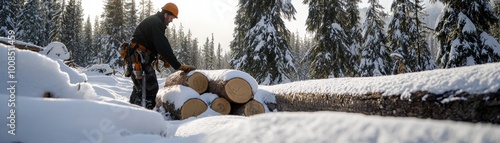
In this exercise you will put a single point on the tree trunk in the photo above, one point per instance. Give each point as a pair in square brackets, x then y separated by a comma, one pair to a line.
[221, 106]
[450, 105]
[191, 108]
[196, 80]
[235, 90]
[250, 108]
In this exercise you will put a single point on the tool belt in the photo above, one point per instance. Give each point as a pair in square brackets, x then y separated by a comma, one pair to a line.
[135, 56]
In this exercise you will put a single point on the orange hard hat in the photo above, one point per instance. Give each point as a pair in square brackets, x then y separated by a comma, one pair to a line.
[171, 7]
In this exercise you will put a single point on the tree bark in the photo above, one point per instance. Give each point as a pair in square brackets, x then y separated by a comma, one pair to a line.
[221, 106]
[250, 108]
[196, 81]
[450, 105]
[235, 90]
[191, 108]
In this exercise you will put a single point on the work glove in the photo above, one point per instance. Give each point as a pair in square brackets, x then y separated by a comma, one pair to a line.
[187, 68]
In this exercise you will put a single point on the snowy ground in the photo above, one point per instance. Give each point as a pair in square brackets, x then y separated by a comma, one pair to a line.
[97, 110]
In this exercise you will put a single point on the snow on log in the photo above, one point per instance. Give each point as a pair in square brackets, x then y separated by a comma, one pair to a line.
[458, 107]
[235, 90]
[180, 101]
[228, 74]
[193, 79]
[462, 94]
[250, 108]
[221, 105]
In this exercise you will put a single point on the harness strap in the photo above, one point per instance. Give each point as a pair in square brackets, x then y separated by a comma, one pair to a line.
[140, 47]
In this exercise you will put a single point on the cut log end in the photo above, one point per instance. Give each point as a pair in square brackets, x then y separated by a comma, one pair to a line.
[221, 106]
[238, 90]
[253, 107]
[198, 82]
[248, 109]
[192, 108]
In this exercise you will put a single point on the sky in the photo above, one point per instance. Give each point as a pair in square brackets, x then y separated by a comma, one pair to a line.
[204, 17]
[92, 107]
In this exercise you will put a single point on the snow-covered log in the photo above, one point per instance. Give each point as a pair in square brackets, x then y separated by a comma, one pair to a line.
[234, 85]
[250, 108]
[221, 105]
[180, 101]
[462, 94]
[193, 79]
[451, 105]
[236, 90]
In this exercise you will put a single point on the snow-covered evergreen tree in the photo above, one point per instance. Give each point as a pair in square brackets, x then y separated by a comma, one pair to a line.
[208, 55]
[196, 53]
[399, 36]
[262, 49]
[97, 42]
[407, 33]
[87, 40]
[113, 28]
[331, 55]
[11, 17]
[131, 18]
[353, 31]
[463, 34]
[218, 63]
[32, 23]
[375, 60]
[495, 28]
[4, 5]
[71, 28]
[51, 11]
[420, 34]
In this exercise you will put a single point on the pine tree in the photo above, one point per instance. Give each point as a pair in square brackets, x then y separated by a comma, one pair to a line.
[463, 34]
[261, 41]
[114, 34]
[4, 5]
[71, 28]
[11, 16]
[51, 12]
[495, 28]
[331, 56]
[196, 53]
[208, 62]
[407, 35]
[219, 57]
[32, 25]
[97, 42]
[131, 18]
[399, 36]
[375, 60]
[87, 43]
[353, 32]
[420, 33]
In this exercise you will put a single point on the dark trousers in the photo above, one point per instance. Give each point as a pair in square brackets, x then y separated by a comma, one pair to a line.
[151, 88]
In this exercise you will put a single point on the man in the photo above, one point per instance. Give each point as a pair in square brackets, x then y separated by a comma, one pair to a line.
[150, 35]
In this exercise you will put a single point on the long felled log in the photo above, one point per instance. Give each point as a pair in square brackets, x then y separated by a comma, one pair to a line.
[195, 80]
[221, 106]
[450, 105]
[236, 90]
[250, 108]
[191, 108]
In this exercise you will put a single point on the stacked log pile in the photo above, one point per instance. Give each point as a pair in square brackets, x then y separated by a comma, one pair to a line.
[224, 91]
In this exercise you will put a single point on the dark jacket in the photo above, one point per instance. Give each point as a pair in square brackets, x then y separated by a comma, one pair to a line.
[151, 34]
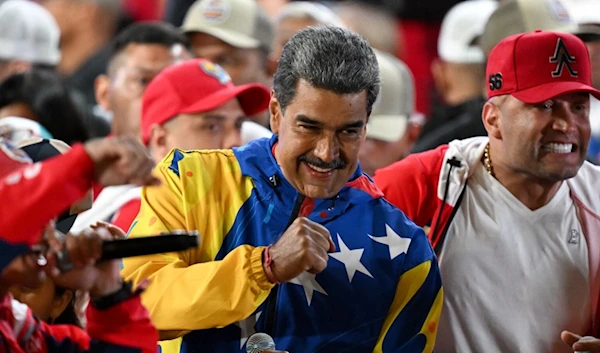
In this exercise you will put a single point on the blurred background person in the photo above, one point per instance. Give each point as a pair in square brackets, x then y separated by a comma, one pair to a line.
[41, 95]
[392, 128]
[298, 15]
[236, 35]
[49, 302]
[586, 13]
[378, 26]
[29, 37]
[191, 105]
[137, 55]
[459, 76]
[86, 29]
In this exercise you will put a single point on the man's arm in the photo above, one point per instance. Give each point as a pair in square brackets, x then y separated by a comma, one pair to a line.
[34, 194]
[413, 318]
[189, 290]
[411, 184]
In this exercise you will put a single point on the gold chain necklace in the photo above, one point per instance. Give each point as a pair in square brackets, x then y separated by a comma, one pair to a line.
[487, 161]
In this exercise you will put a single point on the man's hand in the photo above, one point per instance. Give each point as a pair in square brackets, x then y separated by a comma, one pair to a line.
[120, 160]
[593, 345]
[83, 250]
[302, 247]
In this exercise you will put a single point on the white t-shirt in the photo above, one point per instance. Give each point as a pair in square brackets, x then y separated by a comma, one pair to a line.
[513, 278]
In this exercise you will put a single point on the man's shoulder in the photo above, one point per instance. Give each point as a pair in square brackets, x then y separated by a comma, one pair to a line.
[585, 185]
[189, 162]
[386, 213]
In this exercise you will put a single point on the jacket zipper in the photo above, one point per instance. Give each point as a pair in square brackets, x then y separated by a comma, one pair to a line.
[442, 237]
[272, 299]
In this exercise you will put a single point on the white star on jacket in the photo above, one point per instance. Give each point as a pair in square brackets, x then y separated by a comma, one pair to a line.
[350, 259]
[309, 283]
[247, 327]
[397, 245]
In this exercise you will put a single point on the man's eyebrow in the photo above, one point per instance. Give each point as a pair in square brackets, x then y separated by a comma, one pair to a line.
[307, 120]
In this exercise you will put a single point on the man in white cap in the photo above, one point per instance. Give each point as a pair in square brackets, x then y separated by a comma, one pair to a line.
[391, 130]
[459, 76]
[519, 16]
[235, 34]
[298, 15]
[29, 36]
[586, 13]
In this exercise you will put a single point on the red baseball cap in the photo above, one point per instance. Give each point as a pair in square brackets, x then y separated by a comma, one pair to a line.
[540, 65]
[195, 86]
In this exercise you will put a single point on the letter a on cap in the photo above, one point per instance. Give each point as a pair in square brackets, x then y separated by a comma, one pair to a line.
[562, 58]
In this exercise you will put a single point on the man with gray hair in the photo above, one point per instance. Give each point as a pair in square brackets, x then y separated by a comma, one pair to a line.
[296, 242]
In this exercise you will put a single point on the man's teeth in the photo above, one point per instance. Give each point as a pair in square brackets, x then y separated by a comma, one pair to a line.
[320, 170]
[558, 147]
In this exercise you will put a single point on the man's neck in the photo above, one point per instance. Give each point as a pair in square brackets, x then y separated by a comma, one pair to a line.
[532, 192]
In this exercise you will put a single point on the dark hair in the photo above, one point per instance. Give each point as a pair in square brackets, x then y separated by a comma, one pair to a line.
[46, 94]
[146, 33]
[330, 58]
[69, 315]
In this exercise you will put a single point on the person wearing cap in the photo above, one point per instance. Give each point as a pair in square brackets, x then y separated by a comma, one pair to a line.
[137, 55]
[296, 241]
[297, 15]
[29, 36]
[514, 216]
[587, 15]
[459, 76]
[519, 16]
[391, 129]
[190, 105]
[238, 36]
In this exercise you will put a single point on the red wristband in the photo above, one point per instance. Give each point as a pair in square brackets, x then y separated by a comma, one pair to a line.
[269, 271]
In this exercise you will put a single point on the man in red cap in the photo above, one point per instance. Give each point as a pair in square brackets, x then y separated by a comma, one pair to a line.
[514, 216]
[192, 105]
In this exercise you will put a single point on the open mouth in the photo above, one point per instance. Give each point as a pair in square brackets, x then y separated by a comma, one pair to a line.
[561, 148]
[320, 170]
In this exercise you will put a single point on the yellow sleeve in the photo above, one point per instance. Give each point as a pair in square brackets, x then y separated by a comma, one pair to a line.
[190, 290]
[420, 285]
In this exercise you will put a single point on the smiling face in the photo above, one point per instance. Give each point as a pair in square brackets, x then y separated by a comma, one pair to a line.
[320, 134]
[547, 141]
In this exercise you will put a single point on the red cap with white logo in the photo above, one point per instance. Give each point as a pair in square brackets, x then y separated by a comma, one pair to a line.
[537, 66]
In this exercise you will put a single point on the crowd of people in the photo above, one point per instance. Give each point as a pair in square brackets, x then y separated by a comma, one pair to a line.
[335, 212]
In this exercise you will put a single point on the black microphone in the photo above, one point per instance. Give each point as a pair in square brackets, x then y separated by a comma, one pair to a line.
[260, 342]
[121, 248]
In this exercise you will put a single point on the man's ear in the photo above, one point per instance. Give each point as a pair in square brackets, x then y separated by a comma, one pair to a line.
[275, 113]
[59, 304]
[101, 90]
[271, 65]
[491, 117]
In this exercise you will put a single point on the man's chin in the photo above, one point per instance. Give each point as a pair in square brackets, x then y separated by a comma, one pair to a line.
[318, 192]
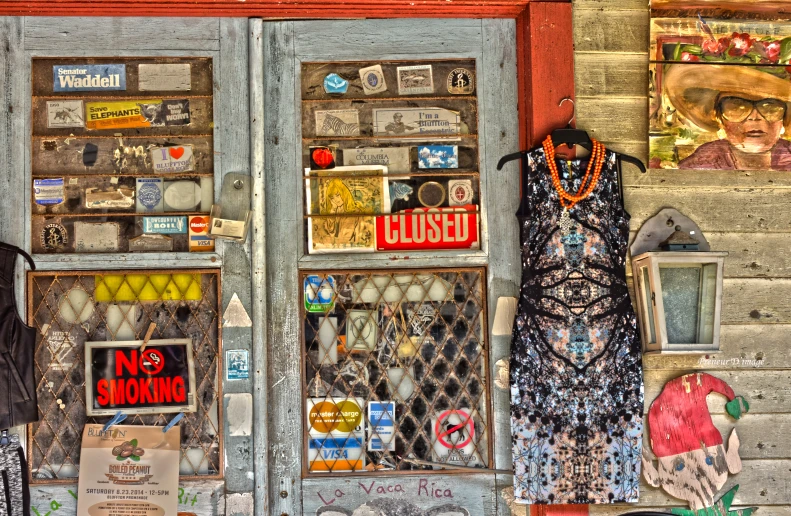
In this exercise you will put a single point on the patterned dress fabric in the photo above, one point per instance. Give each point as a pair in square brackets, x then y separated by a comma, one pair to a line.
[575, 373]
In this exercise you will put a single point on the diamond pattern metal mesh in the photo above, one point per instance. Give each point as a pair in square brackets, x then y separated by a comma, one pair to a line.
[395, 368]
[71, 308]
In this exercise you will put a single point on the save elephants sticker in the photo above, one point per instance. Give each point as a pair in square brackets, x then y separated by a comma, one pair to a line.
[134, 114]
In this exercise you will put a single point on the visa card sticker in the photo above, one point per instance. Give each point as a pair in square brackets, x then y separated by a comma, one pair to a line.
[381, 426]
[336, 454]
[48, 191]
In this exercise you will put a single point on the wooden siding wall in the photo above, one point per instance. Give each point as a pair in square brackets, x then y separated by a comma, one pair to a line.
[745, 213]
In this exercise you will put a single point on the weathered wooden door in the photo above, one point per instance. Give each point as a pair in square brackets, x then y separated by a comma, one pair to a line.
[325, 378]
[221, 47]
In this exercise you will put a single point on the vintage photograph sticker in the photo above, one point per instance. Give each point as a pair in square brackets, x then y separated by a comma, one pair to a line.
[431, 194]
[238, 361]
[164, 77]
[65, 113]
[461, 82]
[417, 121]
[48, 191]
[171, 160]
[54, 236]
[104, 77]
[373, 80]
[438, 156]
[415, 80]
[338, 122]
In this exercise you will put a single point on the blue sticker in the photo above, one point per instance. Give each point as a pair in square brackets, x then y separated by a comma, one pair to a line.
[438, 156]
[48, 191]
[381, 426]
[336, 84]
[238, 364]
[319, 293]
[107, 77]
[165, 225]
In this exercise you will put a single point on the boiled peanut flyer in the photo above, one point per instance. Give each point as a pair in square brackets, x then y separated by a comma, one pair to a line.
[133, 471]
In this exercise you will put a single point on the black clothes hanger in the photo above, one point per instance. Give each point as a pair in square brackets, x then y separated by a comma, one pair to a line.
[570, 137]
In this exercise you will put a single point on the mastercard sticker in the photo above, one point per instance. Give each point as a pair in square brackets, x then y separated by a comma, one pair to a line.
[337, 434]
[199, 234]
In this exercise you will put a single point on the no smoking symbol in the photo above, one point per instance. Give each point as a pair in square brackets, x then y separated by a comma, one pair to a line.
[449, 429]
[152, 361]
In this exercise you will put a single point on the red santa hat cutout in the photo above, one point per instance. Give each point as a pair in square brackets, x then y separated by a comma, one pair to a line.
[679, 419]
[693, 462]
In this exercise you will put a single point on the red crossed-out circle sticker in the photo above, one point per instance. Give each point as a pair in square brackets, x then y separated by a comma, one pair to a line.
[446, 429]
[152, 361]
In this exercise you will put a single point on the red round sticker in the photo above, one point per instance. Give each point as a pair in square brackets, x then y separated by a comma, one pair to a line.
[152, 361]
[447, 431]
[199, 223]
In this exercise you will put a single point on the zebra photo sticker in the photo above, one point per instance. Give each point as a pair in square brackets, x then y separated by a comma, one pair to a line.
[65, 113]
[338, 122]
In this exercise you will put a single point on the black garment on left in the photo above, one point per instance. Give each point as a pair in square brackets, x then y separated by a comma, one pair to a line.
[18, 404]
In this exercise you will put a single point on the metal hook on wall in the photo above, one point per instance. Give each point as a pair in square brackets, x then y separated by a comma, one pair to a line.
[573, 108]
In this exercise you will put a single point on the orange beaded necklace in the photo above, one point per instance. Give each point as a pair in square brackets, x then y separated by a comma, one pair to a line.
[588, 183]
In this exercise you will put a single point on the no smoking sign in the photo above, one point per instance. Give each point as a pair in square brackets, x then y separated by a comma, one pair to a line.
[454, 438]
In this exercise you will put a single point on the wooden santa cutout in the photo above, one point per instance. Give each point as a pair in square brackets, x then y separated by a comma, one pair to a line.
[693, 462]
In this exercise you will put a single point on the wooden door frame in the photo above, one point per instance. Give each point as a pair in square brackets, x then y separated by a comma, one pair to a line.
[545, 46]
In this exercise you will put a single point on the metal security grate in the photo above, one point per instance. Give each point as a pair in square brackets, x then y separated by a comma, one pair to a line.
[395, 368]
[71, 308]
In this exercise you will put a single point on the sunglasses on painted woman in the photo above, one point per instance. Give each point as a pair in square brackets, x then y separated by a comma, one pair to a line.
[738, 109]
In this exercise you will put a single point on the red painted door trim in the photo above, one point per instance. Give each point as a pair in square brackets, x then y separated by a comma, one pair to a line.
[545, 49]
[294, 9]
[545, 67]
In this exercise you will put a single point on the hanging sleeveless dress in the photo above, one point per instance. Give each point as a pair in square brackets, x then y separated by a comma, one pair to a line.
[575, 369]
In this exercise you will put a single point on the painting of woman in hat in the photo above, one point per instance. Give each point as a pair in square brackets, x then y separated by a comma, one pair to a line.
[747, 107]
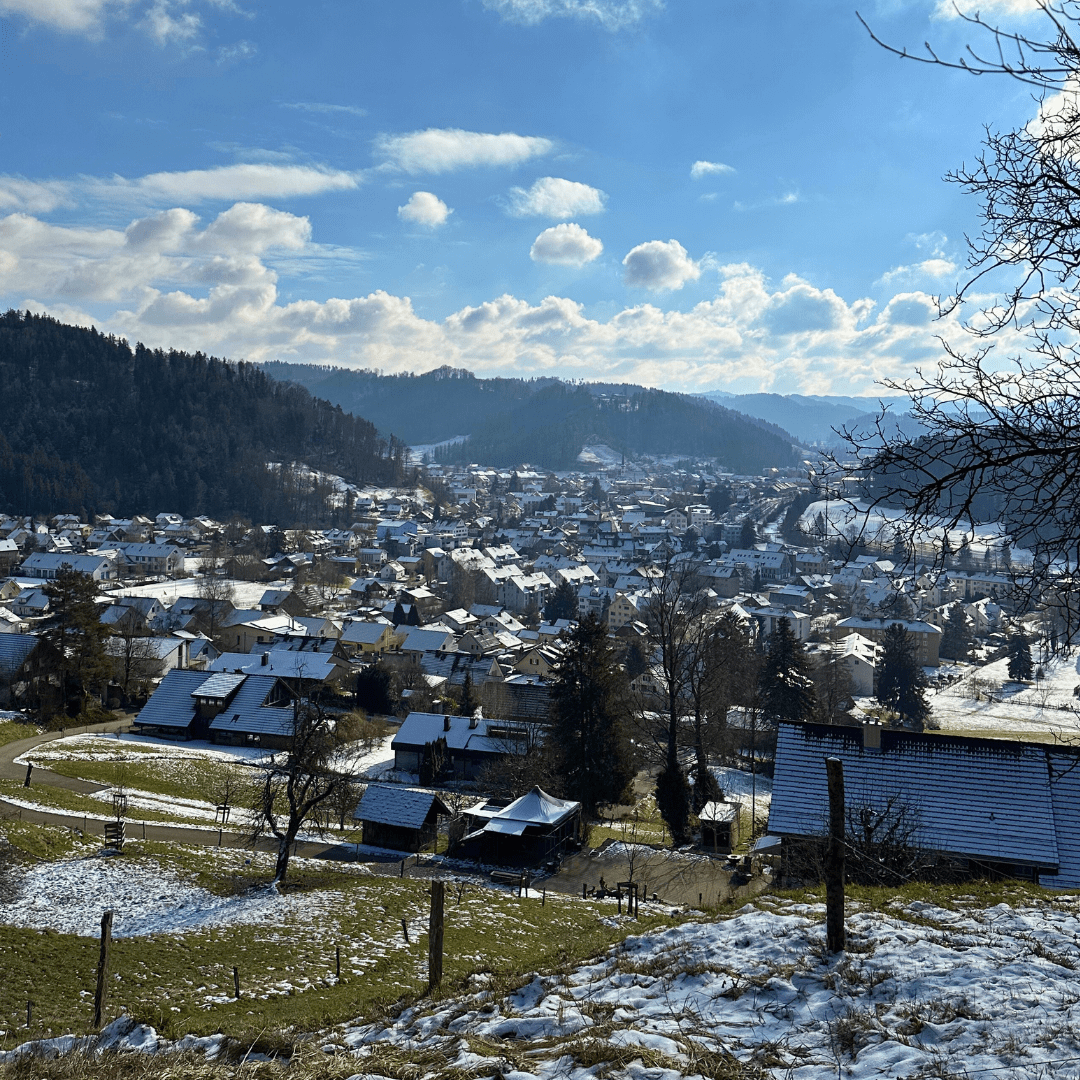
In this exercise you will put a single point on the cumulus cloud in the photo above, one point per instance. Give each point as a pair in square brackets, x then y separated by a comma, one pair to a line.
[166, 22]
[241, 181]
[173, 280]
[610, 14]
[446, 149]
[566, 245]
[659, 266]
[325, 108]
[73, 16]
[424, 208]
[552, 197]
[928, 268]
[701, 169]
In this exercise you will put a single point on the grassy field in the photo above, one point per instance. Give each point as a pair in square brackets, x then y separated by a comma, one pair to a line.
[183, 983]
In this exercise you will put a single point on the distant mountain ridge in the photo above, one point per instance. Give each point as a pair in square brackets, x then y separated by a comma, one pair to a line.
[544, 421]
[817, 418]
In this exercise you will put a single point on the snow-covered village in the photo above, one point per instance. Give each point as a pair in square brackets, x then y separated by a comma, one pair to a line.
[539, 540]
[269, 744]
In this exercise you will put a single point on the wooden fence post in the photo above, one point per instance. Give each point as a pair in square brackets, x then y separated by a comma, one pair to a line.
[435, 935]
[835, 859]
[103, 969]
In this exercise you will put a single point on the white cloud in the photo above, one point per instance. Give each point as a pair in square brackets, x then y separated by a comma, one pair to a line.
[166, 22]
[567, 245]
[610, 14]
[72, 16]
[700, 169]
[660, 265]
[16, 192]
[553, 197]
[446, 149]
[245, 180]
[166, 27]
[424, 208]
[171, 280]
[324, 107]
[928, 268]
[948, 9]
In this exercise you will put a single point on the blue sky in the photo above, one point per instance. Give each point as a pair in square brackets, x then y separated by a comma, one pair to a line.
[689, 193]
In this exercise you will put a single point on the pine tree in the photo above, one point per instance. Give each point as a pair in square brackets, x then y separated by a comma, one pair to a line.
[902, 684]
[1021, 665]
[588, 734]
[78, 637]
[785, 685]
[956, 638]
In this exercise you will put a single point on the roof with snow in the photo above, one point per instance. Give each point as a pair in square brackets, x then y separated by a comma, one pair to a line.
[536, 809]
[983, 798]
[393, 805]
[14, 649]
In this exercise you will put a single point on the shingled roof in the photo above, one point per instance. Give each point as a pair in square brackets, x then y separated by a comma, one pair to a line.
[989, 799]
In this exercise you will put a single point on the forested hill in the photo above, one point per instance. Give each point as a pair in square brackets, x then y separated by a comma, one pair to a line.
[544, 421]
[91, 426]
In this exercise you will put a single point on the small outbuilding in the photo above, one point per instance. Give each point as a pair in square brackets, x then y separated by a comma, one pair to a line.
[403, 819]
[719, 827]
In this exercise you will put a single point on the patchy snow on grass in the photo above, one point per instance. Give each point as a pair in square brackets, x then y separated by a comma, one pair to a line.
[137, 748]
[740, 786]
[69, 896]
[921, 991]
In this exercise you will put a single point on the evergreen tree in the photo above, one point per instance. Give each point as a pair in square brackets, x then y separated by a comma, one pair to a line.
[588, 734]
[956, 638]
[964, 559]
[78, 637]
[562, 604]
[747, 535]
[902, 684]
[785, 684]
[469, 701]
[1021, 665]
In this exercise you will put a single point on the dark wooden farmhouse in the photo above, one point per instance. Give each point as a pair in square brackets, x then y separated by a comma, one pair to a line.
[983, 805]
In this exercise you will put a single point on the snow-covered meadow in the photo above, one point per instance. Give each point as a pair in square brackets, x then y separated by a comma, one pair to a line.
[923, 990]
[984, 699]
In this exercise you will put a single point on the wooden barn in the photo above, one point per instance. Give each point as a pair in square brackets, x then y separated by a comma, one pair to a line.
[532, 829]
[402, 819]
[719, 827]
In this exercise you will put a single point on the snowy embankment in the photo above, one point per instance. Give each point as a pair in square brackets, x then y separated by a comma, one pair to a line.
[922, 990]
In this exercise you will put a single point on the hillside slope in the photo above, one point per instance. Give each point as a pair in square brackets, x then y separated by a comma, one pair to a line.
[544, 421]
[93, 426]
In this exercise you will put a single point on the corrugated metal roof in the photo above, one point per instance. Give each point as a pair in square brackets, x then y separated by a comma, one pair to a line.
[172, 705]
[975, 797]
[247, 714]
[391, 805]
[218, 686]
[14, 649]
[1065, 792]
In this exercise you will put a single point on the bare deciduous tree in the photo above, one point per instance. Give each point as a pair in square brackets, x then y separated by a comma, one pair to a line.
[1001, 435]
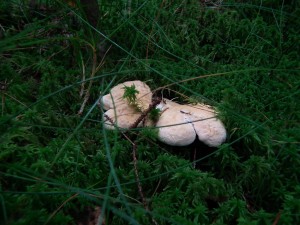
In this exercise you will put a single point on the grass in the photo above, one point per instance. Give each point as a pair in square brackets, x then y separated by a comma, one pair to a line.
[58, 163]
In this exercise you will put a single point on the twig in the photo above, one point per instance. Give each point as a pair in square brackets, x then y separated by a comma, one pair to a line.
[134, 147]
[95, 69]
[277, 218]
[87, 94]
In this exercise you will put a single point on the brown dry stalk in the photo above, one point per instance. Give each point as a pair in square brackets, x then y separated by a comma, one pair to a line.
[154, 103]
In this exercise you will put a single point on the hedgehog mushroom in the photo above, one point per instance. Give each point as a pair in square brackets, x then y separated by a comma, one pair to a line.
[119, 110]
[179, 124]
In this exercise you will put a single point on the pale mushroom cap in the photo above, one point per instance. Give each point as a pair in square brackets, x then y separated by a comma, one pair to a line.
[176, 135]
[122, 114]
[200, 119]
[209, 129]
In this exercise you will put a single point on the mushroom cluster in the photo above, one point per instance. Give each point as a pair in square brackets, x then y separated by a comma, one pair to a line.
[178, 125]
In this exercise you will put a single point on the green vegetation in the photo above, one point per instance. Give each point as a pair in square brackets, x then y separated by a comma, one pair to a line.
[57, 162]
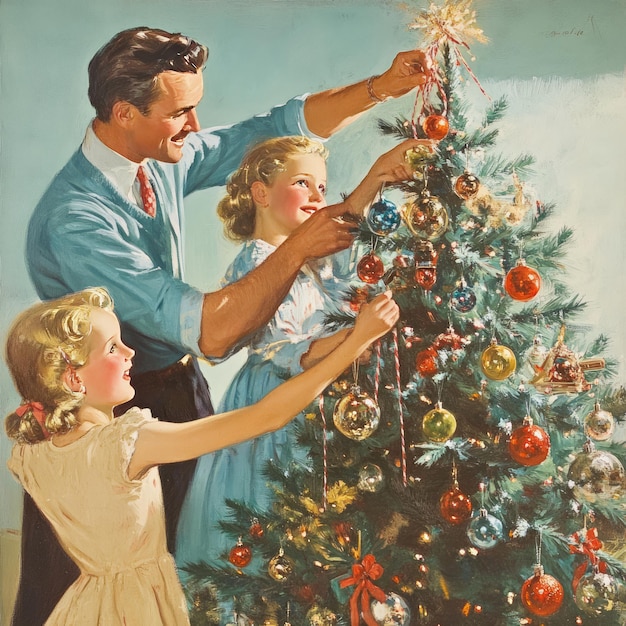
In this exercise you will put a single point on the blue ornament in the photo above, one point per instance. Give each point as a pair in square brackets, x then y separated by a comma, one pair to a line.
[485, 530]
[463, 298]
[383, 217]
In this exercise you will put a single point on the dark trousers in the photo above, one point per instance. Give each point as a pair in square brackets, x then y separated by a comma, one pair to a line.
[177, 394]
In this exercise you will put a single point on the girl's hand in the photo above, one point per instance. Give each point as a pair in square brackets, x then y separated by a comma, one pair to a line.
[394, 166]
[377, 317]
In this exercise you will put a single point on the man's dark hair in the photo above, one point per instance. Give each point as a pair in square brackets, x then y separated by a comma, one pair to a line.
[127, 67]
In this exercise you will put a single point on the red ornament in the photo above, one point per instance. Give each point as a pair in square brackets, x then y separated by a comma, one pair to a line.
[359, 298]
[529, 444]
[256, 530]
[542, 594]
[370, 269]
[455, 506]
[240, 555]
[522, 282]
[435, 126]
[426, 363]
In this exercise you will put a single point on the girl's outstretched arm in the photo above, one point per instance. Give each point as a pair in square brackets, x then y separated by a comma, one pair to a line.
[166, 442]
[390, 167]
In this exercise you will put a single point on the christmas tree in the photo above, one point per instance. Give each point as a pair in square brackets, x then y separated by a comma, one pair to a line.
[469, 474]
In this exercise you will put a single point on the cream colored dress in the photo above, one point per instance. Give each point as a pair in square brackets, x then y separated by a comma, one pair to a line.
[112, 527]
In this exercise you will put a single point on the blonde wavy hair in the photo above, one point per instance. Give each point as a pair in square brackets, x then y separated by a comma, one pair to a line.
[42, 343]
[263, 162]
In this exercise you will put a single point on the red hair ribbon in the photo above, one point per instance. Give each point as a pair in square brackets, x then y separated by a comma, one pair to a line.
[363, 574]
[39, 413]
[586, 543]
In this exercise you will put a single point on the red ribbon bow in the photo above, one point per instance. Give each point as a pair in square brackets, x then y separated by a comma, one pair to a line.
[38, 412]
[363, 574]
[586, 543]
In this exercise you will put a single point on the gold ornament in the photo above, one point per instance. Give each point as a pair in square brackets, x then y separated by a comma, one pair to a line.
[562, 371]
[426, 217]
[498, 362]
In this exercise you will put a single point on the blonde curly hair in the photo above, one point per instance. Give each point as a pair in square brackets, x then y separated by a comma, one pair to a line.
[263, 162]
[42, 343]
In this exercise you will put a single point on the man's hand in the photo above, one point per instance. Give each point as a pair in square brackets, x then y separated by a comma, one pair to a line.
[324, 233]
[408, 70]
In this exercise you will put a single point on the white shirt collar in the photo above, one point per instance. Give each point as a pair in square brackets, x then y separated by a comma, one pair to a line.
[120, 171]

Task description » Everything from the line containing "the blonde wavy" to the end of the data above should be quoted exactly, please, both ends included, and nothing outside that span.

Worked answer »
In this exercise you will put a single point on the blonde wavy hair in the photo above, one point per instance. Give each point as a pair in square brackets, x then y separated by a comma, one pair to a line.
[42, 343]
[263, 162]
In this exercise you will put a single point on the red hair ribbon in the photo above, one point per instance. Give each point as a pair in square brackets, x then y separated by a comma, one pair to a line.
[363, 574]
[39, 413]
[586, 543]
In this exercise you will put a single point on the red ribbon bow in the photo above, one point per instance. Give each point as a pair in square brackets, x then y separated by a comma, one pair to a line.
[38, 412]
[363, 574]
[586, 543]
In this exercise you will put a single point on the gold ornament in the photo above, one point per instance. Give each point as a pair in square brackets, x then y separated by a comma, one pair to a line.
[562, 371]
[426, 217]
[498, 362]
In this exercise you will put a single point on the blonde curly hair in the photo above, one point per instance. Give each point as a pair in square brackets, x then y separated by a comma, one pair to a line.
[263, 162]
[42, 343]
In this exercise you will put a single point on the man's hand in the photo above, one point per instance. Give each point as a pair in square brackets, x then y separated by a comma, one pair to a line.
[324, 233]
[408, 70]
In this exercise you will put a single point on the white shirt collar in the photo above, one point per instance. Give each point as a pair in square brackets, x then y separated by a comma, one pair to a line.
[120, 171]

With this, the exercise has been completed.